== 提供本文 ==
· · · · · · ·

犬連れ登山「山頂までの2㎞すべてが眺望抜群の稜線歩き」三峰山(長野県)

日本の名山を眺める中心地点
2025年2月1日 てんくら:A 12時の見晴らし◎ -8℃風速4m

稜線歩きが好きだ。
ただし条件がある。
1.白一色に雪化粧している
2.ホイップクリームのように表面が滑らかでふわふわ
3.野球やサッカーができるほど広大


たとえばこんな感じ。

このような南極探検隊気分が味わえる稜線は新潟県に多い。
だが、年が明けてからの土曜日は雪、雪、雪の連続。
なにがなんでも登らせてくれない。

どこ行きゃいいんだ!?
頭を抱えるとき、いつも希望の地となるのが八ヶ岳方面だ。
この地域は八ヶ岳ブルーという言葉があるくらい晴天率が高い。
前回の天狗岳も大当たりだった↓
https://large-dog.iehikaku.com/archives/8924

一方でデメリットも。
雪が少ないのだ。
北アルプスの展望台として知られ、毎年楽しみにしている高ボッチ山(1664m)なんて、1月下旬になってもコースの半分がまっ茶っ茶の模様。

やっぱりどこ行きゃいいんだ!?
このまま延期を繰り返していたら春になってしまう。
まずい、まずい、とヤマップを眺めていたら、高ボッチ山の北東にある山が気になった。

三峰山(1888m)
デッカい稜線がある山だ。
でも、人気度は圧倒的に高ボッチ山の方が上のようだ。
おそらく西側にある鉢伏山(1928m)が邪魔して北アルプスの一部が見えないからだろう。

鉢伏山は、千葉県から日帰りで行くのは厳しい。
でも、三峰山ならギリギリ帰って来られそう。
それに高ボッチ山よりも標高が200m以上高い……。

大至急、てんくらとWindy↓で積雪を調べてみた。
https://www.windy.com/

なんと高ボッチ山どころか、より高い鉢伏山よりも雪が積もっているではないか
デッカくて真っ白な稜線と北アルプスの眺望を、思いっ切り味わいに三峰山へ出発だ!

· · · · · · ·

== 提供資料 ==

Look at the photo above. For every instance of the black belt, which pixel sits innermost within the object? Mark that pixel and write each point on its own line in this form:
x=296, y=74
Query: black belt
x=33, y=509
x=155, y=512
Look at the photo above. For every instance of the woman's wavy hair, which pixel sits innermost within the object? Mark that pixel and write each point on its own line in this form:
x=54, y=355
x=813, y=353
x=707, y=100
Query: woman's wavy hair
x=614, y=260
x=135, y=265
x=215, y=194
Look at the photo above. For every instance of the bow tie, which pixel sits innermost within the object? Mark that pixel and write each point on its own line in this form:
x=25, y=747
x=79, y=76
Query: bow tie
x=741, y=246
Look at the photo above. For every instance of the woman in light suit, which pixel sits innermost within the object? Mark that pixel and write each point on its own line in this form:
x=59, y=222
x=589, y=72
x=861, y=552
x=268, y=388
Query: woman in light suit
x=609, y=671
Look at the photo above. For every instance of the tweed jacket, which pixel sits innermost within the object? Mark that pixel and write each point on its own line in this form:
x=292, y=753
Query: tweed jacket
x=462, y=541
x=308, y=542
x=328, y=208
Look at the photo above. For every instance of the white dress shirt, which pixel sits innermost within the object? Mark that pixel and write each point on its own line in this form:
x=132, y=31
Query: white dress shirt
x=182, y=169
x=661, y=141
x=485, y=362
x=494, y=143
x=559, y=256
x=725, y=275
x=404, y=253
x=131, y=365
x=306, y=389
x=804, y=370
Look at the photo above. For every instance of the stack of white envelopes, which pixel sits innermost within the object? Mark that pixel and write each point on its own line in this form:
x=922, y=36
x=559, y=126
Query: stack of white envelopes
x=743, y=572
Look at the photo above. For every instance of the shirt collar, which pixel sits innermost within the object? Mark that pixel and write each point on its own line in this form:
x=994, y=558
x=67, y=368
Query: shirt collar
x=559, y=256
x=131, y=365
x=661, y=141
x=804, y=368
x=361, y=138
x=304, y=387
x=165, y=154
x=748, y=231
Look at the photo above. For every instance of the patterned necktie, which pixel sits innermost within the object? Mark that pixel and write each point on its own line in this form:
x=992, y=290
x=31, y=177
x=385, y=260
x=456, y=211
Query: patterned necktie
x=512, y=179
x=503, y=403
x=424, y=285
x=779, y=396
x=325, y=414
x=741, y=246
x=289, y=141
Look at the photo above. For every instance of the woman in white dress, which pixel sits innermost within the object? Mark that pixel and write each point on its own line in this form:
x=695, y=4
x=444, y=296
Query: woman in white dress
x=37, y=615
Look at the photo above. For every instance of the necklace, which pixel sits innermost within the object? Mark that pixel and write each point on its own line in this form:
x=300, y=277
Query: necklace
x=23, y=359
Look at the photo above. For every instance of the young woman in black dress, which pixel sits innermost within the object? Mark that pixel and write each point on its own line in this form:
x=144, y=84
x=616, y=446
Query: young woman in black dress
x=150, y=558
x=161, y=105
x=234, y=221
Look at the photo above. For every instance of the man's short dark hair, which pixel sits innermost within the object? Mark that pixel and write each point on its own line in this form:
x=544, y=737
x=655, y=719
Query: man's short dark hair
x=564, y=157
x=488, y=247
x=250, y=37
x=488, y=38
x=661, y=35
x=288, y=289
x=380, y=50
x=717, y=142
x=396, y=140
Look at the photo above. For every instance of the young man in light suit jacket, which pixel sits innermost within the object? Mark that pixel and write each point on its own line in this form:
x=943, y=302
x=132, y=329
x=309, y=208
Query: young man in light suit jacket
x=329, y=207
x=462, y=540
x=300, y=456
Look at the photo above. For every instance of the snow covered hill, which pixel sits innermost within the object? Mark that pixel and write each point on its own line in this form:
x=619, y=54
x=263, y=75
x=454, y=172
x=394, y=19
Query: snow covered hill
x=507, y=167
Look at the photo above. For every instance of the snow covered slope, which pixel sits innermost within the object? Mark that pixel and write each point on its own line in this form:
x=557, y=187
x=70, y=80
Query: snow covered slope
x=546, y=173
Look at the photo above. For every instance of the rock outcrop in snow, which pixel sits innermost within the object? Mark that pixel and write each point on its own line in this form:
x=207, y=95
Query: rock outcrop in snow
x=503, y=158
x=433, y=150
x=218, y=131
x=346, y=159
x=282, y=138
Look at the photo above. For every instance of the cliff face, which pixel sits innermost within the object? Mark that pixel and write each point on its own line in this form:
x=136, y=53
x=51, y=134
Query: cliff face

· · · · · · ·

== 出題 A ==
三峰山の登山記では、三峰山の標高は何メートルとされているか。
== 出題 B ==
三峰山の登山記の続きを、最後の文の後から書くこと。
資料は別の出典から取ったものである。

== 正解 A ==
1888メートルである。

== 正解 B ==
なお、一般的な登山口は手前で土砂崩れがあったそうで現在通行止め(2025年6月開通予定)。
そのため登山者は、さらに手前のチェーン着脱場に駐車するそうだ。


7時20分、駐車スペースに到着。
ネット情報では、普通車ならば9台停められる。
ところが7台目なのにぎりぎり。
理由は4mぐらい間隔を空けて停めているクルマが2台もあったから。
どうして他人のことを想像できないのだろう?
不思議で仕方がない。
(下山後に撮影)


7時50分に登山開始。
ミズナラやクスノキなどの森の中を進む。
標高1290m。気温-7℃。無風。
ずっとゆるい傾斜。


でも雪がない!
ところどころホルスタインの模様のように5㎝くらい積もっているだけ。
しかもカチンコチンに凍っている。
大至急、チェーンスパイクを履く。
スノーシューはクルマに置いてきたが正解のようだ。


途中でカラマツの森に変化。
落葉して足元まで日差しが入ってくる。
「ここが霧氷で冬化粧したらめちゃくちゃきれいだろうな」
ちょっぴり気分が上がって空を見上げた。
パソコン画面に映し出したような真っ青!
幸運に感謝。

だが毎度おなじみの事件発生。
フリースの上から着けていたアップルウォッチが落ちたのだ。
すかさず温度計を確認。
-10℃。
この腕時計は高性能気温センサーがあるかのように、きっちりこの気温で落ちる。
こうなったら地図確認はスマホでやるしかない。
念のためアップルウォッチは素肌に着けなおし、その上にフリースを被せた。


1.4㎞進んだ地点で水場があった。
暑い日に来たらありがたいだろう。


ここから傾斜が中程度になる。
積雪も一気に増えて20㎝くらい。
でも登山道はしっかり踏み固められているのでチェンスパでも歩きやすい。
樹種も変化してお気に入りのダケカンバの巨木も登場した。
これはますます霧氷時が期待できる!

傾斜を登りきると再び足元が明るくなり、右側の視界が抜けた。
その突き当りに白銀に輝くデッカい山の連なりがドーンっ!

 

L

中央アルプスだ。
全体的にうっすらガスに包まれているが、シルエットははっきりしている。
なかなかいいではないか。


またまた気分がワンランク上がって少し進むと古峠に出た。
コースはここを左折するが、右折すると約300mで和田山南峰の頂上らしい。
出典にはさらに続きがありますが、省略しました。